■ **La tarea**: Sigue escribiendo el texto sobre la OUI justo después de su última oración.

■ **Texto de estudio**:
--
No deja de ser llamativo que al profesor canadiense Gilles Boulet le
viniese la idea de crear la OUI de su familiaridad con la historia, al advertir
que aquello que ocurría trenzadamente en la realidad, la historia americana,
era reconstruido, sin embargo, parceladamente –país por país- por los
historiadores e incluso tomado insuficientemente en cuenta en las estructuras
institucionales. El trenzamiento real se hizo más fuerte y complejo después de
1945 por razones que conocemos bien, pero no se vio acompañado, hasta las
iniciativas de intercambio de la década de 1960, por un estrechamiento de las
relaciones académicas. Bajo el liderazgo de Boulet, esas iniciativas cuajaron
en 1980 con la creación de la OUI, animada por el propósito de “establecer, más allá y libre de toda frontera, ya sea
ésta política, geográfica, económica, ideológica o social, una cadena
universitaria interamericana en un esfuerzo común de mejora y de
fortalecimiento de cada uno de sus eslabones.” ¿Intuyeron los
fundadores de esta cadena transfronteriza de universidades que se avecinaban
tiempos de globalización y de exigencias de mejora y acreditación de la calidad
universitaria internacionalmente confiables?
Creada la OUI, ella se dedica a poner en práctica
la propuesta inicial de sus fundadores ofreciendo una gama de servicios, que
ustedes conocen bien y que, en gran medida, se orientan a trenzar y fortalecer
relaciones entre las instituciones en, al menos, cuatro ejes fundamentales: el
mejoramiento de la calidad, el compromiso con las necesidades sociales, el
liderazgo femenino y la equidad de género, y la respuesta a los desafíos
actuales y a los nuevos paradigmas. Embarcarse en las tareas que estas
orientaciones generales conllevan no es fácil, de ahí la insistencia en el
intercambio de prácticas y propuestas innovativas y la creación de espacios
formativos, como el IGLU, para la formación, mejoramiento y consolidación de
los equipos humanos dedicados a la dirección académica, estratégica y
administrativa de las universidades.
--
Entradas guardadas
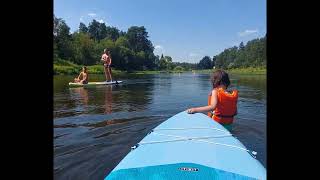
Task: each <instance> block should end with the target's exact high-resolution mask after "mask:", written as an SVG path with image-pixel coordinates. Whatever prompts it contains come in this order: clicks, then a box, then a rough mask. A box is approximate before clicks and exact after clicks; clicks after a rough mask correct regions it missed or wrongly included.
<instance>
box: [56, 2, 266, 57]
mask: <svg viewBox="0 0 320 180" xmlns="http://www.w3.org/2000/svg"><path fill="white" fill-rule="evenodd" d="M54 14H55V15H56V16H57V17H59V18H62V19H64V20H65V21H66V23H67V24H68V26H69V27H70V28H71V31H76V30H77V29H78V27H79V23H80V21H81V22H83V23H85V24H86V25H87V26H88V24H89V22H91V21H92V19H96V20H98V21H100V22H104V23H106V25H109V26H114V27H117V28H118V29H120V30H123V31H127V29H128V28H129V27H130V26H144V27H146V29H147V32H148V35H149V39H150V40H151V41H152V44H153V45H154V46H155V51H154V53H155V54H156V55H161V54H162V53H163V54H164V55H169V56H171V57H172V58H173V61H174V62H191V63H194V62H198V61H199V60H200V59H201V58H202V57H203V56H205V55H208V56H210V57H212V56H214V55H217V54H219V53H220V52H222V51H223V50H224V49H225V48H229V47H232V46H234V45H236V46H238V45H239V44H240V42H241V41H243V42H244V43H246V42H247V41H248V40H251V39H254V38H258V37H263V36H264V35H265V34H266V0H197V1H196V0H54Z"/></svg>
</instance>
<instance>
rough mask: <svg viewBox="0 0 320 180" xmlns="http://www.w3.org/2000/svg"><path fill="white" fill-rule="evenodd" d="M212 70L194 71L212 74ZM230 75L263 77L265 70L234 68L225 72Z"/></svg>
mask: <svg viewBox="0 0 320 180" xmlns="http://www.w3.org/2000/svg"><path fill="white" fill-rule="evenodd" d="M213 71H214V69H204V70H194V72H196V73H212V72H213ZM226 71H227V72H228V73H230V74H243V75H265V74H266V73H267V69H266V68H254V67H248V68H235V69H227V70H226Z"/></svg>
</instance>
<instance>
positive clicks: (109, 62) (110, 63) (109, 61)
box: [108, 56, 112, 66]
mask: <svg viewBox="0 0 320 180" xmlns="http://www.w3.org/2000/svg"><path fill="white" fill-rule="evenodd" d="M109 60H110V61H109V64H108V65H109V66H110V65H111V61H112V60H111V57H110V56H109Z"/></svg>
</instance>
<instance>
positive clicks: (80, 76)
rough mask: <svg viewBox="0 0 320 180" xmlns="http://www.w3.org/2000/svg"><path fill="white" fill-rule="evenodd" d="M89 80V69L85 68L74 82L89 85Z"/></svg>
mask: <svg viewBox="0 0 320 180" xmlns="http://www.w3.org/2000/svg"><path fill="white" fill-rule="evenodd" d="M88 79H89V78H88V71H87V67H85V66H83V67H82V71H81V72H80V74H79V76H78V77H76V78H74V82H75V83H81V84H88Z"/></svg>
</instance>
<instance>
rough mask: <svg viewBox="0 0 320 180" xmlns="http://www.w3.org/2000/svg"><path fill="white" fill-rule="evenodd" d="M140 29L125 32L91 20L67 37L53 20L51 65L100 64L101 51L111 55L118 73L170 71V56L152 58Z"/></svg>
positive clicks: (148, 47) (80, 23)
mask: <svg viewBox="0 0 320 180" xmlns="http://www.w3.org/2000/svg"><path fill="white" fill-rule="evenodd" d="M148 38H149V36H148V32H147V30H146V28H145V27H144V26H140V27H138V26H131V27H130V28H128V30H127V31H126V32H124V31H120V30H119V29H117V28H116V27H110V26H106V25H105V23H100V22H98V21H96V20H92V22H90V23H89V25H88V26H86V25H85V24H84V23H80V25H79V30H78V31H76V32H74V33H70V27H69V26H68V25H67V24H66V22H65V21H64V20H63V19H61V18H57V17H56V16H54V29H53V47H54V62H55V63H58V62H59V61H60V62H61V61H62V62H63V61H70V62H72V63H75V64H79V65H95V64H101V61H100V59H101V55H102V53H103V49H105V48H106V49H108V50H110V51H111V57H112V65H113V66H114V67H115V68H116V69H119V70H126V71H131V70H164V69H165V70H168V69H169V70H171V69H174V68H175V65H174V63H173V62H172V58H171V57H170V56H163V55H162V56H161V57H159V56H156V55H154V53H153V51H154V46H153V44H152V42H151V41H150V40H149V39H148Z"/></svg>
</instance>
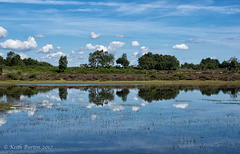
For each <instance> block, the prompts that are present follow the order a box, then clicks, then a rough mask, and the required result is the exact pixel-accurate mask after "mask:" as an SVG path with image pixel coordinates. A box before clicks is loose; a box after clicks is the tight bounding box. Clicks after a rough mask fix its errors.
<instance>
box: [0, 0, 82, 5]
mask: <svg viewBox="0 0 240 154" xmlns="http://www.w3.org/2000/svg"><path fill="white" fill-rule="evenodd" d="M0 2H5V3H23V4H49V5H50V4H52V5H83V4H86V3H84V2H77V1H61V0H60V1H58V0H0Z"/></svg>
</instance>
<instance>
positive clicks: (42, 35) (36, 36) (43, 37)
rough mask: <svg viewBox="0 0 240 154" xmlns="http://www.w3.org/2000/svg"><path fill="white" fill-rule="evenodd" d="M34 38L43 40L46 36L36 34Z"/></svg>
mask: <svg viewBox="0 0 240 154" xmlns="http://www.w3.org/2000/svg"><path fill="white" fill-rule="evenodd" d="M34 37H37V38H45V37H47V36H45V35H42V34H37V35H34Z"/></svg>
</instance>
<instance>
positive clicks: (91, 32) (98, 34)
mask: <svg viewBox="0 0 240 154" xmlns="http://www.w3.org/2000/svg"><path fill="white" fill-rule="evenodd" d="M100 36H101V34H96V33H94V32H91V36H90V38H91V39H97V38H99V37H100Z"/></svg>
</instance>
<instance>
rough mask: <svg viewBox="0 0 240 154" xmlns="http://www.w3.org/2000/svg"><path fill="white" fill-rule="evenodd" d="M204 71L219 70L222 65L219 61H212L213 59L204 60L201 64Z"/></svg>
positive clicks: (209, 58) (203, 59)
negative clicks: (218, 68) (211, 69)
mask: <svg viewBox="0 0 240 154" xmlns="http://www.w3.org/2000/svg"><path fill="white" fill-rule="evenodd" d="M200 64H202V66H203V68H202V69H204V70H206V69H209V70H211V69H218V68H219V66H220V63H219V61H218V60H217V59H212V58H206V59H202V60H201V63H200Z"/></svg>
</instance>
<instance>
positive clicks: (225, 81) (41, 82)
mask: <svg viewBox="0 0 240 154" xmlns="http://www.w3.org/2000/svg"><path fill="white" fill-rule="evenodd" d="M16 84H129V85H131V84H154V85H214V86H216V85H234V86H240V80H238V81H212V80H206V81H200V80H178V81H170V80H167V81H166V80H151V81H99V80H96V81H81V80H79V81H67V80H46V81H44V80H41V81H39V80H33V81H21V80H6V81H0V85H16Z"/></svg>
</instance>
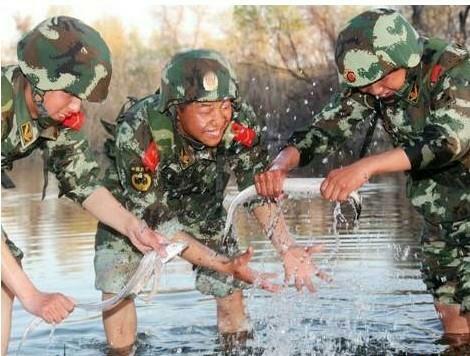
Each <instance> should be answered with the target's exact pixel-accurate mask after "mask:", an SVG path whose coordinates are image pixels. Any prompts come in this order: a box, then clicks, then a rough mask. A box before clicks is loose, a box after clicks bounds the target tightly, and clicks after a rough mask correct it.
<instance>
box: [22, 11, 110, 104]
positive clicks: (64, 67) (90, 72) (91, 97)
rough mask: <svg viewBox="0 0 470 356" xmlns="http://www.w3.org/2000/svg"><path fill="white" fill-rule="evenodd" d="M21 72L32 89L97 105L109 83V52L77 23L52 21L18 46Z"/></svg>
mask: <svg viewBox="0 0 470 356" xmlns="http://www.w3.org/2000/svg"><path fill="white" fill-rule="evenodd" d="M17 53H18V61H19V66H20V68H21V71H22V72H23V74H24V75H25V76H26V78H27V79H28V81H29V82H30V83H31V85H32V86H33V88H37V89H39V90H41V91H48V90H63V91H66V92H68V93H71V94H74V95H75V96H77V97H79V98H80V99H83V100H88V101H93V102H99V101H102V100H104V99H105V98H106V96H107V95H108V87H109V82H110V80H111V72H112V69H111V58H110V52H109V48H108V46H107V45H106V43H105V42H104V41H103V39H102V38H101V36H100V34H99V33H98V32H97V31H95V30H94V29H92V28H91V27H89V26H88V25H86V24H84V23H83V22H81V21H80V20H78V19H75V18H72V17H67V16H59V17H51V18H49V19H47V20H45V21H43V22H41V23H40V24H39V25H38V26H36V27H35V28H34V29H33V30H31V31H30V32H29V33H27V34H26V36H25V37H24V38H23V39H22V40H21V41H20V42H19V43H18V46H17Z"/></svg>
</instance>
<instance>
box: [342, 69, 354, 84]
mask: <svg viewBox="0 0 470 356" xmlns="http://www.w3.org/2000/svg"><path fill="white" fill-rule="evenodd" d="M344 78H345V79H346V80H347V81H348V82H350V83H354V82H355V81H356V74H354V72H353V71H352V70H348V71H346V73H345V74H344Z"/></svg>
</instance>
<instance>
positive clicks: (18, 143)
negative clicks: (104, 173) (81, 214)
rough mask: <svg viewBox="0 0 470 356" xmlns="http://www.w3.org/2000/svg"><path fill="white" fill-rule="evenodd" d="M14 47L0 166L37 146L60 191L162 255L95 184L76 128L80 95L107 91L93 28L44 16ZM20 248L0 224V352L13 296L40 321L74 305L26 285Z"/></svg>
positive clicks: (7, 79) (97, 100) (47, 320)
mask: <svg viewBox="0 0 470 356" xmlns="http://www.w3.org/2000/svg"><path fill="white" fill-rule="evenodd" d="M17 51H18V60H19V65H17V66H16V65H15V66H7V67H2V99H1V100H2V121H1V122H2V171H3V170H4V169H11V168H12V165H13V162H14V161H15V160H17V159H20V158H23V157H25V156H28V155H29V154H31V153H32V152H33V151H34V150H36V149H40V150H42V151H44V152H45V153H47V156H48V159H47V160H46V162H45V163H47V168H48V170H49V171H51V172H53V173H54V174H55V175H56V177H57V179H58V181H59V188H60V196H62V195H65V196H67V197H68V198H70V199H72V200H73V201H75V202H77V203H80V204H81V205H82V206H83V207H84V208H85V209H87V210H88V211H89V212H90V213H91V214H92V215H94V216H95V217H96V218H98V219H99V220H100V221H103V222H104V223H106V224H109V225H111V226H113V227H114V228H115V229H116V230H118V231H120V232H121V233H122V234H124V235H125V236H128V238H129V240H130V241H131V243H132V244H134V245H135V246H136V247H137V248H138V249H139V250H140V251H147V250H150V249H157V250H159V251H160V252H161V253H162V254H164V253H165V252H164V245H163V242H164V240H163V237H162V236H161V235H159V234H157V233H154V232H152V231H151V230H150V229H148V228H146V225H145V224H143V223H142V221H141V220H140V219H138V218H136V217H135V216H134V215H132V214H131V213H129V212H128V211H126V210H125V209H124V208H123V207H122V206H121V204H120V203H119V202H118V201H117V200H115V199H114V198H113V196H112V195H111V194H110V193H109V191H108V190H106V188H103V187H101V186H100V181H99V180H98V178H97V175H98V171H99V168H98V164H97V163H96V162H95V160H94V158H93V156H92V153H91V152H90V149H89V146H88V143H87V140H86V138H85V136H84V135H83V133H82V132H80V131H79V129H80V126H81V124H82V123H83V118H84V116H83V115H82V114H81V113H80V106H81V101H82V100H88V101H94V102H99V101H102V100H104V99H105V98H106V96H107V94H108V86H109V81H110V79H111V59H110V53H109V49H108V47H107V45H106V43H105V42H104V41H103V39H102V38H101V36H100V35H99V33H98V32H96V31H95V30H94V29H92V28H91V27H89V26H87V25H86V24H84V23H83V22H81V21H79V20H77V19H74V18H71V17H65V16H60V17H52V18H49V19H47V20H45V21H44V22H42V23H40V24H39V25H38V26H37V27H36V28H34V29H33V30H32V31H31V32H29V33H28V34H27V35H26V36H25V37H24V38H23V39H22V40H21V41H20V42H19V43H18V47H17ZM46 174H47V172H46ZM45 178H46V177H45ZM5 246H8V248H9V250H7V249H6V248H4V247H5ZM12 255H13V256H14V257H15V258H16V260H15V258H13V256H12ZM22 255H23V254H22V252H21V250H20V249H18V248H17V247H16V246H15V245H14V244H13V242H12V241H11V240H9V239H8V238H7V236H6V234H5V233H4V231H3V229H2V354H6V351H7V348H8V339H9V335H10V324H11V311H12V303H13V299H14V297H15V295H16V296H18V297H19V298H20V301H21V302H22V303H23V305H24V306H25V308H26V309H27V310H28V311H30V312H32V313H34V314H35V315H38V316H40V317H42V318H43V319H44V320H46V321H47V322H54V323H58V322H60V321H62V320H63V319H64V318H65V317H66V316H67V315H68V314H69V313H70V312H71V311H72V310H73V307H74V301H73V300H71V299H70V298H67V297H65V296H63V295H61V294H47V293H42V292H39V291H38V290H37V289H36V288H34V286H32V284H31V281H29V279H28V278H27V276H26V275H25V274H24V272H22V271H21V269H20V266H19V264H18V262H19V261H20V260H21V258H22ZM20 271H21V272H20Z"/></svg>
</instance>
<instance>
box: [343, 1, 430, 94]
mask: <svg viewBox="0 0 470 356" xmlns="http://www.w3.org/2000/svg"><path fill="white" fill-rule="evenodd" d="M422 53H423V44H422V41H421V40H420V38H419V35H418V33H417V32H416V30H415V29H414V28H413V27H412V26H411V25H410V24H409V23H408V21H407V20H406V19H405V18H404V17H403V16H402V15H400V14H399V13H398V12H396V11H395V10H392V9H375V10H370V11H366V12H364V13H362V14H360V15H358V16H356V17H354V18H353V19H352V20H350V21H349V23H348V24H347V25H346V26H345V28H344V29H343V30H342V31H341V32H340V34H339V36H338V40H337V42H336V51H335V60H336V65H337V66H338V72H339V76H340V80H341V81H342V82H344V83H346V84H347V85H348V86H351V87H362V86H366V85H369V84H372V83H374V82H375V81H377V80H379V79H381V78H383V77H384V76H386V75H387V74H389V73H390V72H392V71H394V70H396V69H399V68H412V67H415V66H417V65H418V64H419V62H420V60H421V55H422Z"/></svg>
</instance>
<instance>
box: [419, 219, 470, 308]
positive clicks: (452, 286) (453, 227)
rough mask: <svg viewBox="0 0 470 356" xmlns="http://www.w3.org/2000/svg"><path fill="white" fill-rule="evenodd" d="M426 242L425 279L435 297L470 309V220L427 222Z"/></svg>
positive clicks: (425, 283) (425, 249) (422, 268)
mask: <svg viewBox="0 0 470 356" xmlns="http://www.w3.org/2000/svg"><path fill="white" fill-rule="evenodd" d="M422 244H423V266H422V269H421V270H422V273H423V281H424V283H425V284H426V287H427V288H428V290H429V291H430V292H431V293H432V295H433V296H434V298H435V300H436V301H437V302H439V303H443V304H460V306H461V310H462V312H470V221H459V222H457V223H453V224H441V225H439V226H435V225H431V224H426V226H425V228H424V232H423V237H422Z"/></svg>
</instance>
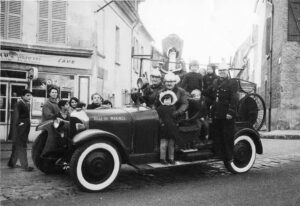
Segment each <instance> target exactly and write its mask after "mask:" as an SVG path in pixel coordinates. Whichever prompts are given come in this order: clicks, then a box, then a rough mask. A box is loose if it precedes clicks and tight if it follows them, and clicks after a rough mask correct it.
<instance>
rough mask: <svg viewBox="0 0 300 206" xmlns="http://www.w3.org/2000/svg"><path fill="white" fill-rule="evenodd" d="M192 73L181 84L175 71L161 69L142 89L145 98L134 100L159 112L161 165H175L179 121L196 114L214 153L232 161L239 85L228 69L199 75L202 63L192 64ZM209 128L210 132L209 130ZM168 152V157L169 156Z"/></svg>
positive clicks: (150, 76) (216, 154) (210, 71)
mask: <svg viewBox="0 0 300 206" xmlns="http://www.w3.org/2000/svg"><path fill="white" fill-rule="evenodd" d="M189 68H190V72H189V73H187V74H185V75H184V76H183V78H182V81H181V82H178V78H177V77H176V75H175V74H174V73H172V72H169V73H167V74H165V75H164V76H162V74H161V72H160V71H159V70H154V71H153V73H152V74H151V75H150V78H151V84H144V85H143V87H142V88H141V90H142V93H143V95H142V96H139V97H137V96H134V95H132V99H133V100H134V101H135V102H136V101H137V99H138V101H139V102H140V103H144V104H145V105H146V106H148V107H150V108H153V109H156V110H157V112H158V115H159V118H160V121H161V125H162V127H161V128H162V131H161V135H160V162H161V163H162V164H168V162H169V163H170V164H175V161H174V148H175V143H176V140H177V139H178V135H179V129H178V126H177V123H178V120H179V119H180V118H181V117H182V116H185V114H186V112H188V116H192V115H193V114H197V116H198V120H200V121H201V122H200V123H201V126H202V127H203V128H204V133H205V138H206V139H208V135H209V134H210V136H211V137H210V139H212V140H213V144H214V152H215V154H216V155H217V156H219V157H220V158H222V159H223V160H224V161H228V162H230V161H232V159H233V146H234V125H235V117H236V110H237V103H238V93H237V90H238V84H237V82H236V81H235V80H233V79H230V78H229V73H228V69H227V68H219V69H218V73H219V75H216V73H215V70H216V67H215V66H214V65H209V66H208V68H207V74H206V75H204V76H202V75H201V74H200V73H198V70H199V63H198V62H197V61H191V62H190V65H189ZM208 125H210V129H209V130H208ZM167 153H168V154H167Z"/></svg>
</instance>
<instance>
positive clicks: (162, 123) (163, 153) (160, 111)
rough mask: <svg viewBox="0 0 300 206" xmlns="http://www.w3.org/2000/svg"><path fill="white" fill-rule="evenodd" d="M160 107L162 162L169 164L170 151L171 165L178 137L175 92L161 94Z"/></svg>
mask: <svg viewBox="0 0 300 206" xmlns="http://www.w3.org/2000/svg"><path fill="white" fill-rule="evenodd" d="M159 102H160V105H159V106H158V107H157V109H156V110H157V113H158V116H159V118H160V120H161V122H162V128H161V139H160V161H161V163H162V164H167V161H166V156H167V154H166V153H167V150H168V160H169V162H170V164H175V161H174V144H175V140H176V137H177V135H178V128H177V125H176V123H175V121H174V116H173V114H174V112H175V111H176V107H175V103H176V102H177V96H176V94H175V93H174V92H173V91H170V90H167V91H164V92H161V93H160V94H159Z"/></svg>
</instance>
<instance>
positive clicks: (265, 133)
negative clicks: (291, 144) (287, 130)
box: [259, 131, 300, 140]
mask: <svg viewBox="0 0 300 206" xmlns="http://www.w3.org/2000/svg"><path fill="white" fill-rule="evenodd" d="M259 134H260V137H261V139H283V140H297V139H300V131H299V133H298V134H274V133H273V134H272V132H260V133H259Z"/></svg>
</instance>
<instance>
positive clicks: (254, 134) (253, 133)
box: [234, 128, 263, 154]
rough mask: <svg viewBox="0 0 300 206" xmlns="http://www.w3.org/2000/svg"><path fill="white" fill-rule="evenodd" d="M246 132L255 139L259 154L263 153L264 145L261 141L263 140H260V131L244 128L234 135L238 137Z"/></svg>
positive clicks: (237, 131) (251, 137)
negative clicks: (263, 147)
mask: <svg viewBox="0 0 300 206" xmlns="http://www.w3.org/2000/svg"><path fill="white" fill-rule="evenodd" d="M244 134H245V135H249V136H250V137H251V138H252V139H253V141H254V144H255V147H256V152H257V154H262V153H263V146H262V143H261V140H260V135H259V133H258V132H257V131H256V130H254V129H250V128H244V129H241V130H239V131H237V132H236V133H235V135H234V137H235V138H237V137H238V136H241V135H244Z"/></svg>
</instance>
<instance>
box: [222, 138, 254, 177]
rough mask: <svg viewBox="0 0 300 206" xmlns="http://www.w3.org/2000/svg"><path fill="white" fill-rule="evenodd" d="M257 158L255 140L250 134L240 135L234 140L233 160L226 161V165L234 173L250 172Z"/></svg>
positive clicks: (225, 162) (225, 165) (234, 173)
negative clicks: (254, 143) (252, 166)
mask: <svg viewBox="0 0 300 206" xmlns="http://www.w3.org/2000/svg"><path fill="white" fill-rule="evenodd" d="M255 158H256V147H255V144H254V141H253V139H252V138H251V137H249V136H248V135H241V136H238V137H237V138H236V139H235V140H234V155H233V161H231V162H225V167H226V168H227V169H228V170H229V171H230V172H232V173H234V174H239V173H245V172H248V171H249V170H250V169H251V168H252V166H253V164H254V162H255Z"/></svg>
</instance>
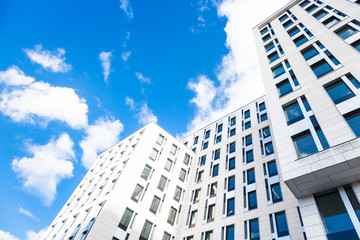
--
■ **Resultado**:
Una dificultad importante y, a juzgar por los
documentos que conozco, no debidamente afrontada es el fácil recurso al
lenguaje de siempre (desarrollo sostenible, integración de pueblos, gestión
eficiente, socios estratégicos, educación universitaria sin referencia a la
educación superior, innovación sin referencia al recuerdo, capital humano,
modernización, etc), un lenguaje que porta una carga tradicional de la que no
le será fácil librarse. Lo que quiero decir es que, como es conocido, hacemos
la experiencia de la verdad, la virtud y la belleza, la experiencia de nosotros
mismos, de los demás y del mundo, a través del lenguaje. Para realmente innovar
tendríamos, por tanto, que recoger y procesar nuestra experiencia histórica pero
también–como sugiere tempranamente Ludwig Wittgenstein (1990, 43) arriegarnos a
“arremeter contra los límites del lenguaje.”, innovando lenguajes que faciliten
la invención y manifestación de lo nuevo, yendo más allá del lenguaje
científico para abrirnos al de la ética o de la religión, o -como sugiere
Hannak Arend (1998, 268-275)- acertando a leer el lenguaje científico en clave
anticipatoria para escapar de la terrenalidad o geoanclamiento de los
significantes y captar el guiño de aquellos que remiten a un universo del que
nuestro pequeño planeta es solo un componente atravesado de relatividad.
En el
desarrollo seguiré los temas que se me han sugerido, reagrupándolos, enfatizando
algunos y abordándolos desde una perspectiva que convoca más a pensar que a
analizar datos.
Globalización, internacionalización, interculturalidad.
Comienzo
por el reto más visible de los últimos decenios, la globalización, que
naturalmente convoca a una internacionalización tanto de la composición del
profesorado, los gestores y el alumnado, cuanto de los temas y procesos de
aprendizaje, investigación, incidencia social, pertinencia y calidad educativa.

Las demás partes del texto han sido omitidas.